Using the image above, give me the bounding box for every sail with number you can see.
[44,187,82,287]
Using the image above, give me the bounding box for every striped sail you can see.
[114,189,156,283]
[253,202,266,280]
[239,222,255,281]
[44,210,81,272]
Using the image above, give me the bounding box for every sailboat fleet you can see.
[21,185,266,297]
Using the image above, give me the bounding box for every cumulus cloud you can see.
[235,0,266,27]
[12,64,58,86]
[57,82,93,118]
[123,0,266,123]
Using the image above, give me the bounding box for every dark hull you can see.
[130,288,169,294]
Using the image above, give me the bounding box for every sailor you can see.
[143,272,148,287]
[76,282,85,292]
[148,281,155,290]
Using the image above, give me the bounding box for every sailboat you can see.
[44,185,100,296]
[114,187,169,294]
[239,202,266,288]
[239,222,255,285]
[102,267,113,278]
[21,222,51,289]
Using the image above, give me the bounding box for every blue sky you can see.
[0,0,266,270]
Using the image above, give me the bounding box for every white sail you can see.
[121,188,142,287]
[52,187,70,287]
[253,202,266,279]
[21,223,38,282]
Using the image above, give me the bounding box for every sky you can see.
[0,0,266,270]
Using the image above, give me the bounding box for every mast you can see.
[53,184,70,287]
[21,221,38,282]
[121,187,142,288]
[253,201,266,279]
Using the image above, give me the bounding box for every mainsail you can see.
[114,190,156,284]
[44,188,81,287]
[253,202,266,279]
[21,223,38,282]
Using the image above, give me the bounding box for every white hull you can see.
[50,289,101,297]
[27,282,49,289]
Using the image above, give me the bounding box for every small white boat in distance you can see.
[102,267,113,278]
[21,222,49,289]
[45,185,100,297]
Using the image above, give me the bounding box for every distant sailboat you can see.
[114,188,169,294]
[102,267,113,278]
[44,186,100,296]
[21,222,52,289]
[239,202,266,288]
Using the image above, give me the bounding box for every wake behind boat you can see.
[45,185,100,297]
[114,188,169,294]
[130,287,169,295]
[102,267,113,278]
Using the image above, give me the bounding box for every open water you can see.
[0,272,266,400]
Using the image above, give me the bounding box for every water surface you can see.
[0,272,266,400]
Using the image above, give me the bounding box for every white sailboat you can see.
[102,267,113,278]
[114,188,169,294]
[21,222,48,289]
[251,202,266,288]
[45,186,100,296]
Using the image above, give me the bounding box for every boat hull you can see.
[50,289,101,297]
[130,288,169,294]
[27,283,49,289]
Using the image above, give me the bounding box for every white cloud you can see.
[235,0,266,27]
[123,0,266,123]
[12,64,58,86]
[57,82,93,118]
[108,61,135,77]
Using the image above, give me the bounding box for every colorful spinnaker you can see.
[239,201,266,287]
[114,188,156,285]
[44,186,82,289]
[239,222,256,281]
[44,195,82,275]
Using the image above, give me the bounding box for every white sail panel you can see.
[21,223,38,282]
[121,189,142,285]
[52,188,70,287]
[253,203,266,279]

*****

What you are asked to do:
Replace "give me" with "provide" throughout the records above, and leave everything else in them unchanged.

Completed task:
Using the image above, provide the bounding box for every sail with number you can see.
[44,187,82,287]
Using the image above, provide the bounding box for every striped sail you can see.
[114,189,156,283]
[253,202,266,280]
[239,222,255,281]
[44,210,81,272]
Using the image above, provide the bounding box for every sailboat fleet you can see.
[21,185,266,297]
Using the image above, provide the bounding box for every cumulus cloud you can see.
[235,0,266,27]
[12,64,58,86]
[57,82,93,118]
[123,0,266,123]
Using the image above, provide the bounding box for every dark hull you can see.
[130,288,169,294]
Using the image above, provide the bounding box for every sailor you can see.
[143,272,148,287]
[76,282,85,292]
[148,281,155,290]
Using the image above, provide the bounding box for every sailboat you can see.
[44,185,100,296]
[114,187,169,294]
[239,202,266,288]
[239,222,255,285]
[102,267,113,278]
[21,222,51,289]
Using the image above, provide the bounding box for every blue sky you can see.
[0,0,266,270]
Using the image above, provide the bounding box for every white sail you can see.
[121,188,142,287]
[52,187,70,287]
[253,202,266,279]
[21,223,38,282]
Using the image above, provide the bounding box for every sky you can see.
[0,0,266,270]
Using the image above, provide the bounding box for every mast you can see.
[53,184,70,287]
[21,221,38,282]
[121,187,142,288]
[253,201,266,279]
Using the image above, provide the bounding box for every mainsail you can see.
[114,190,156,284]
[44,188,81,287]
[253,202,266,279]
[21,223,38,282]
Using the image above, provide the bounding box for every white hull you can see.
[50,289,101,297]
[27,282,49,289]
Using the image above, provide the bounding box for every small white boat in distance you can see.
[102,267,113,278]
[21,222,49,289]
[45,185,100,297]
Using the image above, provide the bounding box for every distant sailboat you can see.
[114,188,169,294]
[102,267,113,278]
[44,186,100,296]
[21,222,52,289]
[239,202,266,288]
Using the image above, provide the bounding box for every wake behind boat you can see.
[45,185,100,297]
[114,188,169,294]
[130,287,169,295]
[102,267,113,278]
Using the image above, provide the bounding box for every open water you can see.
[0,272,266,400]
Using the image above, provide the bounding box for every water surface you can see.
[0,272,266,400]
Using the image above, provide the bounding box for every white sailboat you can see.
[102,267,113,278]
[114,188,169,294]
[21,222,48,289]
[251,202,266,288]
[45,186,100,296]
Using the image above, provide the bounding box for every boat hull you can see.
[50,289,101,297]
[130,288,169,294]
[27,283,49,289]
Using the image above, provide the bounding box for every white cloud you can see.
[235,0,266,27]
[123,0,266,123]
[12,64,58,86]
[57,82,93,118]
[108,61,135,77]
Using the image above, provide the bounding box for every colorful spinnaker you can see.
[239,201,266,287]
[114,188,156,285]
[44,186,82,289]
[239,222,256,281]
[44,195,82,275]
Using the image above, provide the bounding box for every white sail panel you can see.
[21,223,38,282]
[121,189,142,285]
[52,188,70,287]
[253,203,266,279]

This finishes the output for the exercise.